**WHAT YOU NEED TO DO**
Would you please return the lines of the entries below starting at the line that has "point(343, 363)" and ending at the line that has "point(371, 251)", both included, exactly as they are?

Start of PROVIDED RECORDS

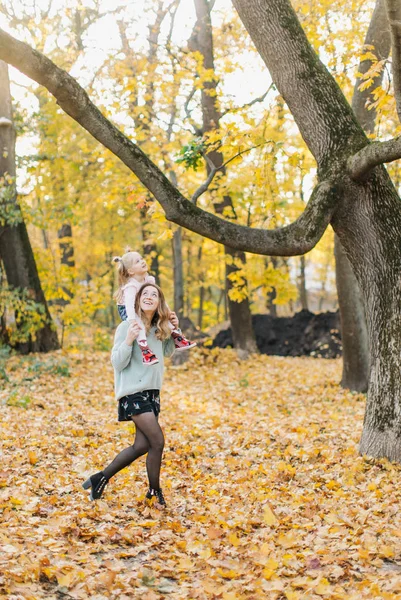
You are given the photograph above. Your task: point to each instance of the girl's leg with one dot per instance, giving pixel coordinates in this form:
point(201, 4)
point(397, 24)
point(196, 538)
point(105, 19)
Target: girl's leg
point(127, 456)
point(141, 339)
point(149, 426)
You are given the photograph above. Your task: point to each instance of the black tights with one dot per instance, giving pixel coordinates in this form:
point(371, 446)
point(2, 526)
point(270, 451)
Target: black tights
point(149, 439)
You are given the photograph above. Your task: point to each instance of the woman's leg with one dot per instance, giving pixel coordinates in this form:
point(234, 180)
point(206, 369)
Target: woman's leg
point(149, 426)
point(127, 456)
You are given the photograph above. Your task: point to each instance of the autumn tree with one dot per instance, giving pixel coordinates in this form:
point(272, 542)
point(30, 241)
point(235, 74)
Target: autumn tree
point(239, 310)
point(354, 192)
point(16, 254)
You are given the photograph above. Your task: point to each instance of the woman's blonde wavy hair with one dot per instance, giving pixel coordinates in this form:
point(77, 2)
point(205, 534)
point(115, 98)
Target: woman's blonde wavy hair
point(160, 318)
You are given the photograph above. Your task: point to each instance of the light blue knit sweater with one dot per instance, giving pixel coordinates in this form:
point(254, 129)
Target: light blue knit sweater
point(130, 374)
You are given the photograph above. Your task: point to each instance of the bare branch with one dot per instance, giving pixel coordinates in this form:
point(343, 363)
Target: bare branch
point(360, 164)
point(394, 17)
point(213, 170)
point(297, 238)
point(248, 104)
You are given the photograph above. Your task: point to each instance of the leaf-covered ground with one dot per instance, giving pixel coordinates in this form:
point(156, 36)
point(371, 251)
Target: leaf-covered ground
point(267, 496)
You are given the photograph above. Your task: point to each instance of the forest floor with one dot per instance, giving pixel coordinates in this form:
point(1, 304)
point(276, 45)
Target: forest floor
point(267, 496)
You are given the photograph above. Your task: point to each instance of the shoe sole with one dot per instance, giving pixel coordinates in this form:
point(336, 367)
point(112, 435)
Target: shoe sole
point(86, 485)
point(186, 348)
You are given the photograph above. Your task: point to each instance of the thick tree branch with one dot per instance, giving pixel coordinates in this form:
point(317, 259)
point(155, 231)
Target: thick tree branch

End of PROVIDED RECORDS
Start of PROVIDED RECORDS

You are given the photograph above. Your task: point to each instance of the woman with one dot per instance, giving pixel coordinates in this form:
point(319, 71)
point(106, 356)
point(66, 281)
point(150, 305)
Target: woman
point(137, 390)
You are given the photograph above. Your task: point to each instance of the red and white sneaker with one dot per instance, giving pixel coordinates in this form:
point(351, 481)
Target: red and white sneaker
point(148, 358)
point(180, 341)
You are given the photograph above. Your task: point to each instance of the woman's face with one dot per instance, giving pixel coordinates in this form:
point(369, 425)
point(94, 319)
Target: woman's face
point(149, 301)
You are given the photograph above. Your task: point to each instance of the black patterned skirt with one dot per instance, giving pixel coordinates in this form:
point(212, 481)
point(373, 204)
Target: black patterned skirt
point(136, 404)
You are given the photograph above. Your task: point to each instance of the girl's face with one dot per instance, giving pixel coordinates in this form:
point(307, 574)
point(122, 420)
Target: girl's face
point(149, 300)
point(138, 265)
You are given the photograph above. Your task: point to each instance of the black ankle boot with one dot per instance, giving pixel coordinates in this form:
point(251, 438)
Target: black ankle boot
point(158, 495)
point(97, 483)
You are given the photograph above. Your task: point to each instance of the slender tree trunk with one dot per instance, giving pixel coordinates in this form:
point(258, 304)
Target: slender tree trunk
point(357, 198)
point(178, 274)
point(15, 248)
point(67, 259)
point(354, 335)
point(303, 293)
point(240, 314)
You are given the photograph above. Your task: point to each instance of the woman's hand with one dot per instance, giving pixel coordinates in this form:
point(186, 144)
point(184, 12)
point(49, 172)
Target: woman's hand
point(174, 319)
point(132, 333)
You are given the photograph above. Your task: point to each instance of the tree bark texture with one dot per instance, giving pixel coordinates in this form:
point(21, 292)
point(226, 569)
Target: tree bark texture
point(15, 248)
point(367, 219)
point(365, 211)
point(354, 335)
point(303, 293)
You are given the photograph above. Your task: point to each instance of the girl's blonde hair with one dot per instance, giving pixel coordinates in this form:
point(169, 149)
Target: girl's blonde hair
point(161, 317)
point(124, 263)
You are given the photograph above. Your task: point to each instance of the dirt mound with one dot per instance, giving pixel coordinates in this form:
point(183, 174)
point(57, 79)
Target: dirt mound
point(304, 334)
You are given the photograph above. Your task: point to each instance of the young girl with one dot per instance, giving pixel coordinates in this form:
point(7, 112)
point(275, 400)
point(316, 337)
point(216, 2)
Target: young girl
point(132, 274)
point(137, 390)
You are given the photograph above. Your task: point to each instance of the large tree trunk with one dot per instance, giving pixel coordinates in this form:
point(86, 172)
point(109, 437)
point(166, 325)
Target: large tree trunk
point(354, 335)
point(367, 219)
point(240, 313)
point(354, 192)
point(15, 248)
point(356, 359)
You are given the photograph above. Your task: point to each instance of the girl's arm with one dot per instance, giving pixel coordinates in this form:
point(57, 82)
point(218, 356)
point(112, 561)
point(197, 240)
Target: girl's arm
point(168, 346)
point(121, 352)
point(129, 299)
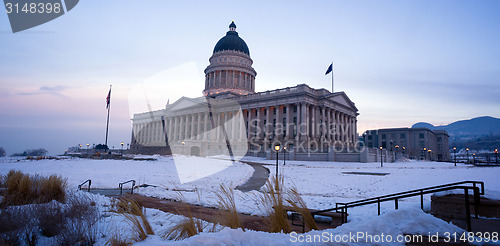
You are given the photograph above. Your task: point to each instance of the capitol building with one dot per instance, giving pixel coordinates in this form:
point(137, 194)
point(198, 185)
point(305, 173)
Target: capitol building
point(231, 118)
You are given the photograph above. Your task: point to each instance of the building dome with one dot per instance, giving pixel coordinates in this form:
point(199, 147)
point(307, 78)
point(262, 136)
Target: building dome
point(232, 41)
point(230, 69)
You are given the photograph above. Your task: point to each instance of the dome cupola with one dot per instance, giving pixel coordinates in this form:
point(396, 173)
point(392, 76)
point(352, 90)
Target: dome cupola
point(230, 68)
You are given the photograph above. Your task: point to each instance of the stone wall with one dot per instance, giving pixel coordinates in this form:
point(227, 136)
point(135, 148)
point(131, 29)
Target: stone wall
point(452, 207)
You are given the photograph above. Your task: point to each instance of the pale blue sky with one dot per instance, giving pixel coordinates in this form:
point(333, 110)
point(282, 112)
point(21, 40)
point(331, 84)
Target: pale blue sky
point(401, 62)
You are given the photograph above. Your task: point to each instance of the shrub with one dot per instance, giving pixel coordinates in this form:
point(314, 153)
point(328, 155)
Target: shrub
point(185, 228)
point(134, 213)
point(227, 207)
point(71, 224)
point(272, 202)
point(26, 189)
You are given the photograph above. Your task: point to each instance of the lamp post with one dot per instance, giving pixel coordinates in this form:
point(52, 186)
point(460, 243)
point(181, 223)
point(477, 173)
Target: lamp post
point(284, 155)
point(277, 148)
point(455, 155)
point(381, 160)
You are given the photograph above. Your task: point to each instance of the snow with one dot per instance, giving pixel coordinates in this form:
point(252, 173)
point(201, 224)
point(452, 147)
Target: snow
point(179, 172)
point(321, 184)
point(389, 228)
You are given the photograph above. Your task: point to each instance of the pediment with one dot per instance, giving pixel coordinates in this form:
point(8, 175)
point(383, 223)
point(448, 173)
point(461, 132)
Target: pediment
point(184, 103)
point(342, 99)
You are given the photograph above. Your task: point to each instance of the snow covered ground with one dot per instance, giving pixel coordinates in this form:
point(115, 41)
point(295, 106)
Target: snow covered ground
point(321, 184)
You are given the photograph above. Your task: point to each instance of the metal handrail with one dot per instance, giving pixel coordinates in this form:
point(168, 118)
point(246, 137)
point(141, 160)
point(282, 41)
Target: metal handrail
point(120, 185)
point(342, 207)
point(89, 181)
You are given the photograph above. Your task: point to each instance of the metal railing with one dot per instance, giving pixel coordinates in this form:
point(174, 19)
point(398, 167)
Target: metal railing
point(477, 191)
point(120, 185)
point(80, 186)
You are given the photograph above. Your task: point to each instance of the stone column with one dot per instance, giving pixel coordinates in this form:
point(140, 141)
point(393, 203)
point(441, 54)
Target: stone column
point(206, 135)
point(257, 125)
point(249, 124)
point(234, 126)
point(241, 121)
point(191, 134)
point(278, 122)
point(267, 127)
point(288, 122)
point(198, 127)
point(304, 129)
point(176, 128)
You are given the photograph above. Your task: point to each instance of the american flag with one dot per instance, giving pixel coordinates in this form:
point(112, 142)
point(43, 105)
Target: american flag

End of PROVIDED RECORDS
Start of PROVIDED RECORDS

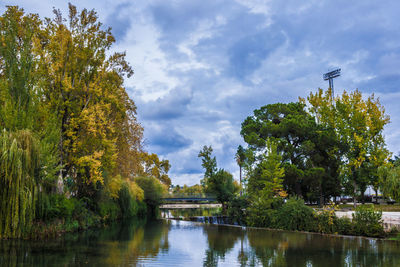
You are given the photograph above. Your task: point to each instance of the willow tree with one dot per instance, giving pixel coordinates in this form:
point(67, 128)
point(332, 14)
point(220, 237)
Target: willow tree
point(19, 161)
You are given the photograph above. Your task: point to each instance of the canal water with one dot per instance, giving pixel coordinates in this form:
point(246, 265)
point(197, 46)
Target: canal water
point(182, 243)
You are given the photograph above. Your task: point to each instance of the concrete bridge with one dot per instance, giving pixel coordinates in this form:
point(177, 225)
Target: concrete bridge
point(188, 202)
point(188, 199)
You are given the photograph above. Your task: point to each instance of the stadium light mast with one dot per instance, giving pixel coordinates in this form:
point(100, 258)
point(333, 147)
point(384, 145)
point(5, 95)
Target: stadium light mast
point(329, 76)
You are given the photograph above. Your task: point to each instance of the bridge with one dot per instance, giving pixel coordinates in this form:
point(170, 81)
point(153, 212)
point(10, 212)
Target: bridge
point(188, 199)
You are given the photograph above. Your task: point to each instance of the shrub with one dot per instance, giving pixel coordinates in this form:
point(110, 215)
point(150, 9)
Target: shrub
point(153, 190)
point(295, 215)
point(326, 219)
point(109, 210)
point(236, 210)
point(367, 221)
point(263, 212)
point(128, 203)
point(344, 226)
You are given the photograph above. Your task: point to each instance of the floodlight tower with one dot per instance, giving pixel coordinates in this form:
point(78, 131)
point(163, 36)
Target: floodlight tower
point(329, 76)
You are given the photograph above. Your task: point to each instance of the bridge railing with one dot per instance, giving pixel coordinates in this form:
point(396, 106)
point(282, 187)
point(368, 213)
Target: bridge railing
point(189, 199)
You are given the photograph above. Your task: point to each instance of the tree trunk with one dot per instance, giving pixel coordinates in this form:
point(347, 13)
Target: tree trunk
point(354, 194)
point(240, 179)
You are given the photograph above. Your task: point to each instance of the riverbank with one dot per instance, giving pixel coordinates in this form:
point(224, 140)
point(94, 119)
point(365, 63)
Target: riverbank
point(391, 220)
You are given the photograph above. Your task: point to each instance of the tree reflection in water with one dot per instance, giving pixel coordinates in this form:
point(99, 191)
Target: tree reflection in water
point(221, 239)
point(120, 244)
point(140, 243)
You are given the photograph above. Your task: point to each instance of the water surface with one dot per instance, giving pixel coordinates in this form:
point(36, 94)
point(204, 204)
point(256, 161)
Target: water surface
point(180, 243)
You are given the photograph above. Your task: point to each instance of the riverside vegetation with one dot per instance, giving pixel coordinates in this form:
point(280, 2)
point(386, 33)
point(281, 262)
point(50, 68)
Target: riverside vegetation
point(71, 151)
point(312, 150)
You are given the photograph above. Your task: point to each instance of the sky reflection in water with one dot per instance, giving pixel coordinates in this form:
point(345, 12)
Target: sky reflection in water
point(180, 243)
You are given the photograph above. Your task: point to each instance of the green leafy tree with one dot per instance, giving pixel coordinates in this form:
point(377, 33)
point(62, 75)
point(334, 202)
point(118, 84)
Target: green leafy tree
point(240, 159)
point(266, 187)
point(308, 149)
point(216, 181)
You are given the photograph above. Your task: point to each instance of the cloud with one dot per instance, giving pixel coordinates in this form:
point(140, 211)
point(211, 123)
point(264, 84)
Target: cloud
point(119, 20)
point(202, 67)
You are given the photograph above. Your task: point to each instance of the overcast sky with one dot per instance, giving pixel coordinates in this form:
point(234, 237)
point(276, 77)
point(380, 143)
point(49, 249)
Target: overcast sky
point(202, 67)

End of PROVIDED RECORDS

**RESULT OF THIS TASK**
point(343, 363)
Target: bare branch
point(360, 164)
point(394, 17)
point(213, 170)
point(297, 238)
point(248, 104)
You are given the photograph above. Your task: point to each instance of the leaf-covered ground with one dot per instance, giving pixel coordinates in this form:
point(156, 36)
point(371, 251)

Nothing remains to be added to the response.